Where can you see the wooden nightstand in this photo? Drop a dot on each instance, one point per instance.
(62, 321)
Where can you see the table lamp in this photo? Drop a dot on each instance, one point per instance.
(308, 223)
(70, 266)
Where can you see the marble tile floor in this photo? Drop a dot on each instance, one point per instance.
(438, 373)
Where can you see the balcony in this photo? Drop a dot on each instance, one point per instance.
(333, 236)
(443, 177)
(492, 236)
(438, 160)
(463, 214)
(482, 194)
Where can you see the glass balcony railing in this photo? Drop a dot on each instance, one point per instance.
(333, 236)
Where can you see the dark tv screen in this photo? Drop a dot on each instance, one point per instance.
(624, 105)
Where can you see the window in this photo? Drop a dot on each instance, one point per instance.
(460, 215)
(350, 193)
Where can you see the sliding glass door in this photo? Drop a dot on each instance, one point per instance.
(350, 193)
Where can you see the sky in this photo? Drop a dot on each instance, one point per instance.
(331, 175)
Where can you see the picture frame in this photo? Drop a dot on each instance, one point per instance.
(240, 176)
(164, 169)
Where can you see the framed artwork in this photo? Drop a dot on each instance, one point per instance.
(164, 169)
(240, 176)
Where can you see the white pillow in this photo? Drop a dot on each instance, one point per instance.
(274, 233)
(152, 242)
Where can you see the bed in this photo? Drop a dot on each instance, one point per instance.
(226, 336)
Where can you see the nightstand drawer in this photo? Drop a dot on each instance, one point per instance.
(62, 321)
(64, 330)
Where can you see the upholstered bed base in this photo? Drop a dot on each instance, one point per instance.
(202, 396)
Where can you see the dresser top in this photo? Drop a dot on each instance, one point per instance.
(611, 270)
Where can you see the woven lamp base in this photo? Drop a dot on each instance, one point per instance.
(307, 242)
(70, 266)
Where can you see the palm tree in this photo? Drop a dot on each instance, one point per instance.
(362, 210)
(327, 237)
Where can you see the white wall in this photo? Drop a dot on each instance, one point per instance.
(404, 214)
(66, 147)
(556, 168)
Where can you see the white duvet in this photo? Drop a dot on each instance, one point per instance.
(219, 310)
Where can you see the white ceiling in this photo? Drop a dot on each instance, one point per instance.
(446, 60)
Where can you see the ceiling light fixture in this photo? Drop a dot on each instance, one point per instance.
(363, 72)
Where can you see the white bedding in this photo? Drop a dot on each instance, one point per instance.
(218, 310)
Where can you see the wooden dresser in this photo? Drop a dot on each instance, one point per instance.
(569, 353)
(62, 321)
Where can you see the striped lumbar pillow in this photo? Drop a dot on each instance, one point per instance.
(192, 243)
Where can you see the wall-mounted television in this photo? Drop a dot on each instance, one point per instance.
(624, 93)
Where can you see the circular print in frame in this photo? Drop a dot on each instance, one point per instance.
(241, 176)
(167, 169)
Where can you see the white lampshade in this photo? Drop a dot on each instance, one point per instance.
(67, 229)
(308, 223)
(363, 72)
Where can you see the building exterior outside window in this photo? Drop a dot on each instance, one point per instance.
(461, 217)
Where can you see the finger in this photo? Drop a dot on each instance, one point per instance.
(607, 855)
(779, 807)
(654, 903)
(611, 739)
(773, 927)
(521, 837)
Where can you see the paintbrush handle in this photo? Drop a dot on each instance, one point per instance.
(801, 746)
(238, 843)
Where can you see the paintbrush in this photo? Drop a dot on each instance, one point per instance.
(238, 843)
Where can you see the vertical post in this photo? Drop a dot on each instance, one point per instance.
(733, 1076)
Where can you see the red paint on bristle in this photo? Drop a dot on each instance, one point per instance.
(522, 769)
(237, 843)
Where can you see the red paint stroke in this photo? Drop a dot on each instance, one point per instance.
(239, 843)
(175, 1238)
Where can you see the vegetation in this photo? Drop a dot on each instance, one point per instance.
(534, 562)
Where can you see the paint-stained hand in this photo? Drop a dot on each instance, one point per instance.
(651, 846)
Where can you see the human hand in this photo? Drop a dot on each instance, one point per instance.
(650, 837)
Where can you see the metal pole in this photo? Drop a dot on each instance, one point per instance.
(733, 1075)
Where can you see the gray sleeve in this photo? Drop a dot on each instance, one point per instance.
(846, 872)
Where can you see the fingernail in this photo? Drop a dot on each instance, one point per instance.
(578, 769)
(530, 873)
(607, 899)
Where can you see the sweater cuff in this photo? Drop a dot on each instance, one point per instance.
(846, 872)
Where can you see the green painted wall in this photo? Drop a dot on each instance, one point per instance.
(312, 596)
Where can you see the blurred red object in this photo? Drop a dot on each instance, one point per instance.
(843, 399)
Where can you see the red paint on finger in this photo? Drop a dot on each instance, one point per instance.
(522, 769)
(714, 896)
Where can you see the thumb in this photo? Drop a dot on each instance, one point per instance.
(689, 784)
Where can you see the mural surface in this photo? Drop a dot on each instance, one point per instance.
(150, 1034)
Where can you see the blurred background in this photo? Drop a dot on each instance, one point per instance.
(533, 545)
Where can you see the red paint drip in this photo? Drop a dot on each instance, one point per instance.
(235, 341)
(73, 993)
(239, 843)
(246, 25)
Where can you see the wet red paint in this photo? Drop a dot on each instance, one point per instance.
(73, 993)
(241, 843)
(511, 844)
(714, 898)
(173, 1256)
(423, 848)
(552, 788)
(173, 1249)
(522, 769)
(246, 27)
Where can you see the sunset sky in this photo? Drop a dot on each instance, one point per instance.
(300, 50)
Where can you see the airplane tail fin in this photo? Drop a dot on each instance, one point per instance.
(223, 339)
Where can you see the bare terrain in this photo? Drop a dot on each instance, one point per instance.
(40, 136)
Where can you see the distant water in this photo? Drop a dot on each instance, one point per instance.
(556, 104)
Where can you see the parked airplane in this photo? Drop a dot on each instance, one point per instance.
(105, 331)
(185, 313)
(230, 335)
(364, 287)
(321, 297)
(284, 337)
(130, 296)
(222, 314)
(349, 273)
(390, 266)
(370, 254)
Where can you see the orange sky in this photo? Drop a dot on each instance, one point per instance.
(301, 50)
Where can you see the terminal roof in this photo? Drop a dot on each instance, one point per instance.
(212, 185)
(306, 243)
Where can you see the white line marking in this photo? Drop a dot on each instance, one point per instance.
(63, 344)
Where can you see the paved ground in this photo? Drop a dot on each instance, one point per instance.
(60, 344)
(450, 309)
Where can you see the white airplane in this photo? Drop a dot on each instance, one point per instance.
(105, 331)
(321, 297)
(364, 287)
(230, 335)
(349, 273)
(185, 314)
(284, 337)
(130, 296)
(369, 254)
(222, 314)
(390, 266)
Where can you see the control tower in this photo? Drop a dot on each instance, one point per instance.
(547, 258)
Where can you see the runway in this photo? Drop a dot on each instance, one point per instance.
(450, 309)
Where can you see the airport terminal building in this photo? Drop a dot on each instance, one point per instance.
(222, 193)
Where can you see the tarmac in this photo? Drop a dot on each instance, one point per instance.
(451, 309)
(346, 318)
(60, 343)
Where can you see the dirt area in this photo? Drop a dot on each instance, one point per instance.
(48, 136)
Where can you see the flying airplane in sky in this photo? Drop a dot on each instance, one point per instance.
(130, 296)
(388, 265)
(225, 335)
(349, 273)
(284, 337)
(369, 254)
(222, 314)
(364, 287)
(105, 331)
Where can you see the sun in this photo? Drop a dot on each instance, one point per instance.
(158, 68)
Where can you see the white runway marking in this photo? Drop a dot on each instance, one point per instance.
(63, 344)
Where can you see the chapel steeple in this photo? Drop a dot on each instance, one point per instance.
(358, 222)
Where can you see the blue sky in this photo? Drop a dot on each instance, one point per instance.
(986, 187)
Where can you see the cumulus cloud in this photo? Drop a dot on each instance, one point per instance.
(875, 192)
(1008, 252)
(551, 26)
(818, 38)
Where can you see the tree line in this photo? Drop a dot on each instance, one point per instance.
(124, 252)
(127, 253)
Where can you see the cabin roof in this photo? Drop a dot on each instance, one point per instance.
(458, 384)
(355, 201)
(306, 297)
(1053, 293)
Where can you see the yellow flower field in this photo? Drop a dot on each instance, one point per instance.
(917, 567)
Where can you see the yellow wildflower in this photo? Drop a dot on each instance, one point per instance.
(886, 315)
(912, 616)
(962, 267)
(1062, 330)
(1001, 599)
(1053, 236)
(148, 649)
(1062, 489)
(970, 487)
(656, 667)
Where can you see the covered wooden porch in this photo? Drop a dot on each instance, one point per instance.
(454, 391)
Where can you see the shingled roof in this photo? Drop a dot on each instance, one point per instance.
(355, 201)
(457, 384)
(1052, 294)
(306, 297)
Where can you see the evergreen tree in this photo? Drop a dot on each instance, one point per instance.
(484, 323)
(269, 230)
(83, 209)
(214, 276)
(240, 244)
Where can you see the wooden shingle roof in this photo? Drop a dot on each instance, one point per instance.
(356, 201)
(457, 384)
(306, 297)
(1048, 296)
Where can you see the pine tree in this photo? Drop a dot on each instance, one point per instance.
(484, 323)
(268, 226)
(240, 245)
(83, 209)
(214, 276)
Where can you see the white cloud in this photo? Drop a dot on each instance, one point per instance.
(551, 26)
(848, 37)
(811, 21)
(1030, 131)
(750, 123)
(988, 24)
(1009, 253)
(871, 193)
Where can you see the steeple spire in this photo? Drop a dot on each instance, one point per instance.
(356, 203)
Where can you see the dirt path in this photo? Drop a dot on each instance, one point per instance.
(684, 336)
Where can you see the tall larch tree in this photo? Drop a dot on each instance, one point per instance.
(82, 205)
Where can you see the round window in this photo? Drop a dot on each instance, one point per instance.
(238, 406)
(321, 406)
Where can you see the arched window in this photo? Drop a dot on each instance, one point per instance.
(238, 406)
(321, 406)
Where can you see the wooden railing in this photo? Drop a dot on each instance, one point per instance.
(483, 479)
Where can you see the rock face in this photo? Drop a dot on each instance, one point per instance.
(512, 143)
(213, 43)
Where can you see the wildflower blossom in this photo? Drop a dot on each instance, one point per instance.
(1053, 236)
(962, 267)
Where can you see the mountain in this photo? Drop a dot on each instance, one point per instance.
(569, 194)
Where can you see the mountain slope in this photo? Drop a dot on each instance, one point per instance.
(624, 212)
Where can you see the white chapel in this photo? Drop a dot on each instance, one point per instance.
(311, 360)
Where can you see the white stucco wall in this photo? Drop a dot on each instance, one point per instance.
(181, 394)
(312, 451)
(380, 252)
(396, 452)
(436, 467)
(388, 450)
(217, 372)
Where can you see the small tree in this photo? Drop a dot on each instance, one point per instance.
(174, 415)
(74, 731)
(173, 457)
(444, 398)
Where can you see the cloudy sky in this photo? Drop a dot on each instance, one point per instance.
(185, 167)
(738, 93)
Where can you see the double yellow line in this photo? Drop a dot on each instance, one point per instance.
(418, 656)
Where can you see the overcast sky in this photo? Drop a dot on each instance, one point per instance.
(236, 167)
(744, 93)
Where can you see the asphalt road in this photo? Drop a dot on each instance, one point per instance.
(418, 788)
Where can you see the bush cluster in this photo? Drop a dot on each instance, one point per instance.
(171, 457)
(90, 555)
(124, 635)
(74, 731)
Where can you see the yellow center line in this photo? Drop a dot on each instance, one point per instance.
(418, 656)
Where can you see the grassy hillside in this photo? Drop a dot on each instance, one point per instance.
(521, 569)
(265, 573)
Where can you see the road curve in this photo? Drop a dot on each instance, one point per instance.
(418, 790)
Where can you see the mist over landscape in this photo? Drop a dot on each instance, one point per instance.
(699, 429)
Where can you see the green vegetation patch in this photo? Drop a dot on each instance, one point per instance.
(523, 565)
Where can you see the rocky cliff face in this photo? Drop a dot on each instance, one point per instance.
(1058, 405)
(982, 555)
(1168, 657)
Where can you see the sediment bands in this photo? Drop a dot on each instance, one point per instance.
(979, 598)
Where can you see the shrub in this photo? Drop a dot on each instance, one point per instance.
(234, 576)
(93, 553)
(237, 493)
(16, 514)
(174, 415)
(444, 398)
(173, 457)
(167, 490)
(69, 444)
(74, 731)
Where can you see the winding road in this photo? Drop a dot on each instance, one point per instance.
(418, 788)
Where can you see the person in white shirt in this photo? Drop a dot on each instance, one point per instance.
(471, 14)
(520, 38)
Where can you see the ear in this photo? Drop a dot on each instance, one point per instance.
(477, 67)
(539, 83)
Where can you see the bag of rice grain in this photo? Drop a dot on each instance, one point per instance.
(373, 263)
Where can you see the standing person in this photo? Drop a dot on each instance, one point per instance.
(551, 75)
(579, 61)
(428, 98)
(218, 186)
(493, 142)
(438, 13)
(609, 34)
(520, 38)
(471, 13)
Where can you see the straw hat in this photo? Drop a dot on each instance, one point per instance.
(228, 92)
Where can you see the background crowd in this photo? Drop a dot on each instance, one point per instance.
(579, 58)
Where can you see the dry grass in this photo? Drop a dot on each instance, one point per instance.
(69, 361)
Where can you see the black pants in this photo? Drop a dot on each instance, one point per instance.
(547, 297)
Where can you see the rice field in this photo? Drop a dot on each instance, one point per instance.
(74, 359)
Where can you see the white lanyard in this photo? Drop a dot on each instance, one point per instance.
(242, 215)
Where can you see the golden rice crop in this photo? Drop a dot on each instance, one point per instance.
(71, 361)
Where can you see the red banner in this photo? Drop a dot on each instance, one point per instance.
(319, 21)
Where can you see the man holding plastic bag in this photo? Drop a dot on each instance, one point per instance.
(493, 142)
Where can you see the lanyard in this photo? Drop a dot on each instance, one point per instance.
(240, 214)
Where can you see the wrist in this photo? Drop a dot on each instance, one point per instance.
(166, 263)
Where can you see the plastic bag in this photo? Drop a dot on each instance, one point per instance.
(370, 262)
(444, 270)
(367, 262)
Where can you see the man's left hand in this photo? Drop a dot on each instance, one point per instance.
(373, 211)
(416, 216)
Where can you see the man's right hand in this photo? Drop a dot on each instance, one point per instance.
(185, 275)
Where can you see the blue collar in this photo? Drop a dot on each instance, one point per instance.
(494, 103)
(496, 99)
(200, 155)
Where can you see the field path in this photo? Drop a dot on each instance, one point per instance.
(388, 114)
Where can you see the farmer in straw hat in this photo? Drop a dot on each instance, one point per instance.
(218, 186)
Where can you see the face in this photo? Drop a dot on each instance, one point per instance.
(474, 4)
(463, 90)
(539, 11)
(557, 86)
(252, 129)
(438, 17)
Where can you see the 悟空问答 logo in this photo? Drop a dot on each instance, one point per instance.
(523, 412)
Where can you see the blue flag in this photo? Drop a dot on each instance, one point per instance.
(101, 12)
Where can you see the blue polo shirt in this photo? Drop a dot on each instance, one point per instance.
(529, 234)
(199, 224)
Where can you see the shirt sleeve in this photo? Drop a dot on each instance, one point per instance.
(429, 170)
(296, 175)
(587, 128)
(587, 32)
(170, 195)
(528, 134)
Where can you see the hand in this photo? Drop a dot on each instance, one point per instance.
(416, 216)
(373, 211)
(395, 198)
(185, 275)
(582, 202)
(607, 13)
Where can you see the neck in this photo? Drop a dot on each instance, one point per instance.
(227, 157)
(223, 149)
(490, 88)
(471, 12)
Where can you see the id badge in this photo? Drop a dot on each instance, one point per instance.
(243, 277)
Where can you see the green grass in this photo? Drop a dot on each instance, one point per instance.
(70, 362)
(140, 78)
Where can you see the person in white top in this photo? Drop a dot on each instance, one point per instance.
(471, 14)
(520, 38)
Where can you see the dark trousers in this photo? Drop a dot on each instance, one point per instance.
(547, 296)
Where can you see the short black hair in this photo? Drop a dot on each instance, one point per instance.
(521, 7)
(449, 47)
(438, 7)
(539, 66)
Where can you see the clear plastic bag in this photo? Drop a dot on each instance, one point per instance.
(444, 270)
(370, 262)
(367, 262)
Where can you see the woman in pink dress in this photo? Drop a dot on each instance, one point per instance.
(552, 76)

### Exercise details
Reproduce the data from the line containing "Where can you see the blue collar" through the end, substituting "dirt path" for "field path" and leaving everything else unchanged.

### Reply to the task
Where can you see the blue collar in this photo? Drop a dot on each instance, one point per instance.
(494, 103)
(496, 99)
(200, 155)
Where can you see the dirt path in this photo? Drop a dot on each instance, one point per instance.
(388, 114)
Where can you see the farmer in straw hat in this photo? Drop a dot on each instance, one point per instance.
(218, 186)
Where can you see the face in this photo? Drop a dot on each instance, one point per instance.
(474, 4)
(463, 90)
(539, 11)
(557, 86)
(252, 129)
(438, 17)
Where can you see the 悟空问答 logo in this photo? Drop a dot on each instance, one point per instance.
(523, 412)
Where can you see the blue flag in this photo? Drop a dot on each instance, one point per instance.
(101, 12)
Where can you see the blue polo shirt in this photo? Drop a dot on each instance, one point per instance.
(529, 234)
(199, 224)
Where can you see the shirt sleeve in this photo? Drop a dot on each instance, one point per instance.
(429, 170)
(296, 175)
(587, 128)
(587, 32)
(170, 195)
(528, 134)
Where can you see the hand in this photo? Drop a dot on each instance, one point per instance.
(416, 216)
(373, 211)
(395, 198)
(185, 275)
(582, 202)
(607, 13)
Where can you see the neck in this photo? Drop a dot on each instance, one point per instance.
(227, 157)
(223, 149)
(490, 88)
(471, 12)
Where can you see the id badge in this photo? Drop a dot on each instance, one point per instance.
(243, 277)
Where can you see the green grass in this photo? Drop a dot on each instance, one point per instance.
(70, 362)
(140, 78)
Where can you see the person in white top in this photo? Drop a dot on each instance, one point per instance.
(471, 14)
(520, 38)
Where can you see the dark trousers in this photo? Drop a dot on each instance, one point per instance.
(547, 296)
Where can you see the short black hair in this photo? Drop a dot on each instance, one point per instance.
(521, 7)
(449, 47)
(438, 7)
(539, 66)
Where can you see the clear plastic bag in this photo? Drop a dot on each instance, one point per instance.
(444, 270)
(370, 262)
(367, 262)
Where can you see the woman in pink dress in this photo? Drop a dot on each instance, one point per instance.
(552, 76)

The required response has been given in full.